PROBLEM TO SOLVE – Pick out the lines in the listing below that contain the word "padding" and copy them.

——————————

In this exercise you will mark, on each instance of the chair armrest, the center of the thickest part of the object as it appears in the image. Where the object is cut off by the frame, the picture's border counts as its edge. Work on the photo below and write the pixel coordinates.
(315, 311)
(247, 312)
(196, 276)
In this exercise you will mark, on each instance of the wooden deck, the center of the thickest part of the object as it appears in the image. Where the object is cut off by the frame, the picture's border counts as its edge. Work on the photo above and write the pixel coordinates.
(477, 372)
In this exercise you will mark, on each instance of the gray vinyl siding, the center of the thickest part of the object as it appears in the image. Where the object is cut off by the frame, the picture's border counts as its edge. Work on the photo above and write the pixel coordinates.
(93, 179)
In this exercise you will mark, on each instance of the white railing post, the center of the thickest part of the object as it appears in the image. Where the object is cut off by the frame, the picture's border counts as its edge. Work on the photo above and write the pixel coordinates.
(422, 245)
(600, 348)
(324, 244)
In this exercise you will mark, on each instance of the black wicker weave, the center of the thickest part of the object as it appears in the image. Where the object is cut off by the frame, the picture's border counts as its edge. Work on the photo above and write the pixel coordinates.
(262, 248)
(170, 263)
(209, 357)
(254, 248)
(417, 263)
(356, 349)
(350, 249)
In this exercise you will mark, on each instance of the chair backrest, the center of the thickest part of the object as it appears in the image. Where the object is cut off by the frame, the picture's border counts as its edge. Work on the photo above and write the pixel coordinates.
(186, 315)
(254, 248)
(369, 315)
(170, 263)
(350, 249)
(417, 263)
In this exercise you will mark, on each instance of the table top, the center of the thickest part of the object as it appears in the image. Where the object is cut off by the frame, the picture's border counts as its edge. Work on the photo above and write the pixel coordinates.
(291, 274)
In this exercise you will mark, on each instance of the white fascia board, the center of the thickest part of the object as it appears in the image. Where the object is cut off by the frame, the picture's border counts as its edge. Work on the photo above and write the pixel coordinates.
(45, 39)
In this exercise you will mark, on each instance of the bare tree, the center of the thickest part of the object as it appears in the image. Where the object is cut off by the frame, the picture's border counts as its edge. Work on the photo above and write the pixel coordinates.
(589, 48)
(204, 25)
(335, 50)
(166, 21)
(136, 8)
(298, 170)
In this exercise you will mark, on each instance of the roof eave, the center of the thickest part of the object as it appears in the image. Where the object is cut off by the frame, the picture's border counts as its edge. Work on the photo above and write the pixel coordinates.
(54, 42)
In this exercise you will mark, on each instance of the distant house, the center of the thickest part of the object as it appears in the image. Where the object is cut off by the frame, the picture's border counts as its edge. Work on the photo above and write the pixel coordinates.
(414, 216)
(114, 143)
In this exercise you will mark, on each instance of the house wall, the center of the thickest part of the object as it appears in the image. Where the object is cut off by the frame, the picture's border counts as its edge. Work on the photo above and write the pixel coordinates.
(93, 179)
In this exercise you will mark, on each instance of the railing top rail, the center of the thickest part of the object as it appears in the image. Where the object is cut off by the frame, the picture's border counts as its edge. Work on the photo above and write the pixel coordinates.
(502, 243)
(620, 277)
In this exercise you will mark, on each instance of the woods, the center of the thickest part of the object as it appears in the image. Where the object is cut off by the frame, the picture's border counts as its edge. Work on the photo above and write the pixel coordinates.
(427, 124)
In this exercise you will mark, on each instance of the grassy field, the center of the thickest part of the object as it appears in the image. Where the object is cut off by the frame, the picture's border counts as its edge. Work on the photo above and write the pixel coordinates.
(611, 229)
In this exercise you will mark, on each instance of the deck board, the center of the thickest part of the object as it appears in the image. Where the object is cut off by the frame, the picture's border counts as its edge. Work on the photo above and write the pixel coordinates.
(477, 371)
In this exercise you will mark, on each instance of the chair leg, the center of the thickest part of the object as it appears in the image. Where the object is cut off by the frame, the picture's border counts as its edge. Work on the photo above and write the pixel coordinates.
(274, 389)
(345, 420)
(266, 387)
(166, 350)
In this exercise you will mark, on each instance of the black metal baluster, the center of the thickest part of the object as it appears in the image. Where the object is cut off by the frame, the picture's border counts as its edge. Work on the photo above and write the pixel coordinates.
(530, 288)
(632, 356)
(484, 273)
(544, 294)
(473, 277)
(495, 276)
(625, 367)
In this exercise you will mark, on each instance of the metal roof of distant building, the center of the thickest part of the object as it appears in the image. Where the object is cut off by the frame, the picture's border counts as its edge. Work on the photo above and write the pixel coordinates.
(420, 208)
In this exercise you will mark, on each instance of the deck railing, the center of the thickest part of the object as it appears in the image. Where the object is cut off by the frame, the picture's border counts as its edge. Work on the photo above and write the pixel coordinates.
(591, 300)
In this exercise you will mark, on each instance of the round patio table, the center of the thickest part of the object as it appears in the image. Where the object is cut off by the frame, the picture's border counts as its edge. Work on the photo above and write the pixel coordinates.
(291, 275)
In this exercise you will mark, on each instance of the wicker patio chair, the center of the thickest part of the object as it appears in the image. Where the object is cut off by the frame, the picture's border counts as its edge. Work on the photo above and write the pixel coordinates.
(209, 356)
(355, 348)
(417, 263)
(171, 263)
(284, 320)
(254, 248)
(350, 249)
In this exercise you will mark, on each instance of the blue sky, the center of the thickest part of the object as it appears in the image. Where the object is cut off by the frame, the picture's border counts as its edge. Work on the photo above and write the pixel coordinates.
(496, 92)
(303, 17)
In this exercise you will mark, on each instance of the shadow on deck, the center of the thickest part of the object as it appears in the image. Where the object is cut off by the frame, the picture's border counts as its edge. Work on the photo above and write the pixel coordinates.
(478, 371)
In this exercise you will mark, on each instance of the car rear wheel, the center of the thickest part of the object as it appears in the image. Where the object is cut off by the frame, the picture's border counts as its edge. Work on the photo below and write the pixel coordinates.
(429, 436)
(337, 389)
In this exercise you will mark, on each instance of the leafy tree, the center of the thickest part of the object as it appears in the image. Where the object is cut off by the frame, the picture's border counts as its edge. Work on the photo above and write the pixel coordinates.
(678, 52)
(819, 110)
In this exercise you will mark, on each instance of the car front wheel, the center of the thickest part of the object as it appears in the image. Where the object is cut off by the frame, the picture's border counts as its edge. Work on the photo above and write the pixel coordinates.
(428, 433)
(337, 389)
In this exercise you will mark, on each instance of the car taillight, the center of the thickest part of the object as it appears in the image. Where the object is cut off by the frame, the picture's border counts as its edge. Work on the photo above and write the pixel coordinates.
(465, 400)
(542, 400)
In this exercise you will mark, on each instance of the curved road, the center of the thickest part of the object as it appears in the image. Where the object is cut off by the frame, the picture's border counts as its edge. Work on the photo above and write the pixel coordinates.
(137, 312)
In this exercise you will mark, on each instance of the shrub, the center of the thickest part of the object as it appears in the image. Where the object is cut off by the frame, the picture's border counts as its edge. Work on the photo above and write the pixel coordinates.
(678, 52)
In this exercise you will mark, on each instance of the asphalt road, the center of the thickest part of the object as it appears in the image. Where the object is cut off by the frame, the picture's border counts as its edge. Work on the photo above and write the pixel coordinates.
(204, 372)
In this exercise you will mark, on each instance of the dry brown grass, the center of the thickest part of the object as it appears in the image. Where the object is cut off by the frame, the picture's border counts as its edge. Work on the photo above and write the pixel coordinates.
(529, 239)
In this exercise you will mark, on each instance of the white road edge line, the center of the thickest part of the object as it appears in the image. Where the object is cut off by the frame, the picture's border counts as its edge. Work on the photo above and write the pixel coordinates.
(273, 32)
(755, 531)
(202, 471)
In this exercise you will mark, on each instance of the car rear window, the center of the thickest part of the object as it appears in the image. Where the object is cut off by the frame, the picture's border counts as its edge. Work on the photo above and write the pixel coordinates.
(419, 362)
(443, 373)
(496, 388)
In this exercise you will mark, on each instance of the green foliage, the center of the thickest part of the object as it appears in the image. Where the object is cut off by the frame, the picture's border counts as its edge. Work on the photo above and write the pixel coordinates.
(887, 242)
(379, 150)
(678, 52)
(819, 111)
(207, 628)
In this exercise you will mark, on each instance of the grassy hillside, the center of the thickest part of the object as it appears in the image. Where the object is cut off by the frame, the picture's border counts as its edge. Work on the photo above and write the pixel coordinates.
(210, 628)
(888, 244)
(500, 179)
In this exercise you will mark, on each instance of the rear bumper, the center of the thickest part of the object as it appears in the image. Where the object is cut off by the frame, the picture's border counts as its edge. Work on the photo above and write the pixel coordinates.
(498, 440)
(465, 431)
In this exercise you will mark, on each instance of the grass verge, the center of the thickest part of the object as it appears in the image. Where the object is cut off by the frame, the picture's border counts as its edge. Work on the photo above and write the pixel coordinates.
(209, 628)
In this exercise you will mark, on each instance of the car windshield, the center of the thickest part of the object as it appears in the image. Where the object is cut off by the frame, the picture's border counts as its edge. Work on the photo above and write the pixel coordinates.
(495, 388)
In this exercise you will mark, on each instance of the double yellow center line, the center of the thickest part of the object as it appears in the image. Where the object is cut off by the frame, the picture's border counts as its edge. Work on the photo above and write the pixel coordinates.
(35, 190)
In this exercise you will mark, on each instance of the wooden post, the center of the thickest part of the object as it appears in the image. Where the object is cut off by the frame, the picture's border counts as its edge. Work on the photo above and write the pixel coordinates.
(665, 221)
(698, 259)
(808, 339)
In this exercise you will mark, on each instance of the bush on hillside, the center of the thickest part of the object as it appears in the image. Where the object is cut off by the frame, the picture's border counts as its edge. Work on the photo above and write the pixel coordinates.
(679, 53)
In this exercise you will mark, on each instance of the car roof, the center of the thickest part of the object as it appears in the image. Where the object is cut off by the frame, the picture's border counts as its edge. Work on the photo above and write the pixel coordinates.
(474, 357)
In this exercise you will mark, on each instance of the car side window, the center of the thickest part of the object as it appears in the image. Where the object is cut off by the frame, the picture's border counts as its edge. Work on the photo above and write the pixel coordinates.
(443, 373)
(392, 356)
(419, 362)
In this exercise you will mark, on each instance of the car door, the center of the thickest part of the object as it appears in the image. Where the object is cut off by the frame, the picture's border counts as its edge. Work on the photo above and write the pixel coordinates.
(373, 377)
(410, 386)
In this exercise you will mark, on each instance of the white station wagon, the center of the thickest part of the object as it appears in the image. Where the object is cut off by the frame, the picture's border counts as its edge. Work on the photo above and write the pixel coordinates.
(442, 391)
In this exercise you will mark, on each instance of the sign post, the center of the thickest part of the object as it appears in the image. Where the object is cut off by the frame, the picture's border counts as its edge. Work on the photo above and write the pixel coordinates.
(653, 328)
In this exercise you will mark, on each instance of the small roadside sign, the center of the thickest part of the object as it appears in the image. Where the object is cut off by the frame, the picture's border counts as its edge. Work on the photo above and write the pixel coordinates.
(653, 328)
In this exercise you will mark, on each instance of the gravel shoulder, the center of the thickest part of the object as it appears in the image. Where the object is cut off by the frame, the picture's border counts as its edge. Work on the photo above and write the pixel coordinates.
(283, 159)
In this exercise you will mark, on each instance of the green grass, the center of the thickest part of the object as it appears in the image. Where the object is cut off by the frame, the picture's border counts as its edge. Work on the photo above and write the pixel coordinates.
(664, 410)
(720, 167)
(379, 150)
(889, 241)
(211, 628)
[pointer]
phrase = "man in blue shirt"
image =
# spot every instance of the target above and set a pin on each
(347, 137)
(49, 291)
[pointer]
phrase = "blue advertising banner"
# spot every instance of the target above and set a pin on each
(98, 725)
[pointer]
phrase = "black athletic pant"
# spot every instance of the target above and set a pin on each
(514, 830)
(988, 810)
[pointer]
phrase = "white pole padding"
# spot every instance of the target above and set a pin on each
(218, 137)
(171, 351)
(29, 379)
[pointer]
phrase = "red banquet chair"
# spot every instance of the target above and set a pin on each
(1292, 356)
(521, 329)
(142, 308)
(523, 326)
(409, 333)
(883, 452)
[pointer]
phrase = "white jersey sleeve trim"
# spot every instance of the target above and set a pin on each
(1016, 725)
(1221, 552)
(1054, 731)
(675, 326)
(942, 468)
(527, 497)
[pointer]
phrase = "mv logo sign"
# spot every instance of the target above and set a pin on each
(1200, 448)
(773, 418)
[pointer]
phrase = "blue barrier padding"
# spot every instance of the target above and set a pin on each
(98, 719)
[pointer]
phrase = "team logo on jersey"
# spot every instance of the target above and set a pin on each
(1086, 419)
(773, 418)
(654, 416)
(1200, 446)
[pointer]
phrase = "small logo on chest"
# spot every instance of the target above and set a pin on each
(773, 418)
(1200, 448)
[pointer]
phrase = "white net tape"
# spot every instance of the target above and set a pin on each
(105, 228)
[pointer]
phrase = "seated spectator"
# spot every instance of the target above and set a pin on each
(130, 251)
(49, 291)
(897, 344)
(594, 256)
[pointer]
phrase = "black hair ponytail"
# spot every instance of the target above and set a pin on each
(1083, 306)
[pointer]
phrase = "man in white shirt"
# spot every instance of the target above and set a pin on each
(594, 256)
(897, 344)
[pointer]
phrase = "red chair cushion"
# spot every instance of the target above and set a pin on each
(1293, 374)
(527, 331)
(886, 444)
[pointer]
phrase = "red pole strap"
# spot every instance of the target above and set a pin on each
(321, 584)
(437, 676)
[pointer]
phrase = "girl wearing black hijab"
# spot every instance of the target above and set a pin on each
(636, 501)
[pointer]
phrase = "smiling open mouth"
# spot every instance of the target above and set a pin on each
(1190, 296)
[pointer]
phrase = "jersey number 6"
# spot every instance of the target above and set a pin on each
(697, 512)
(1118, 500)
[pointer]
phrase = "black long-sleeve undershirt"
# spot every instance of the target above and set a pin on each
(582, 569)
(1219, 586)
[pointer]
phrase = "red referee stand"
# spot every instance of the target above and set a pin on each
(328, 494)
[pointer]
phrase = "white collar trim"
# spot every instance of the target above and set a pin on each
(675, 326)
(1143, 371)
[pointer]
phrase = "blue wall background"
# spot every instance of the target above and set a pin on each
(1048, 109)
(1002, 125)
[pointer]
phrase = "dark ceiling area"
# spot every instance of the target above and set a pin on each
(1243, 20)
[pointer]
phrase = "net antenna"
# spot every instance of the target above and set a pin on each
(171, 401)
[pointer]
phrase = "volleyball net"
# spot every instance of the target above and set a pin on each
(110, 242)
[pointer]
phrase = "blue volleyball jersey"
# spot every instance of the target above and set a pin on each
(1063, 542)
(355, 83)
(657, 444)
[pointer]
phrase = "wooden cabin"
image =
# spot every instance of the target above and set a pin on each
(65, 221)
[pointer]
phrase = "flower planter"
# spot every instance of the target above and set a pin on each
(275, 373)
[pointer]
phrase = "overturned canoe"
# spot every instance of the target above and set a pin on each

——————————

SOLUTION TO THIS PROBLEM –
phrase = "white pole padding"
phrase = "blue barrier padding"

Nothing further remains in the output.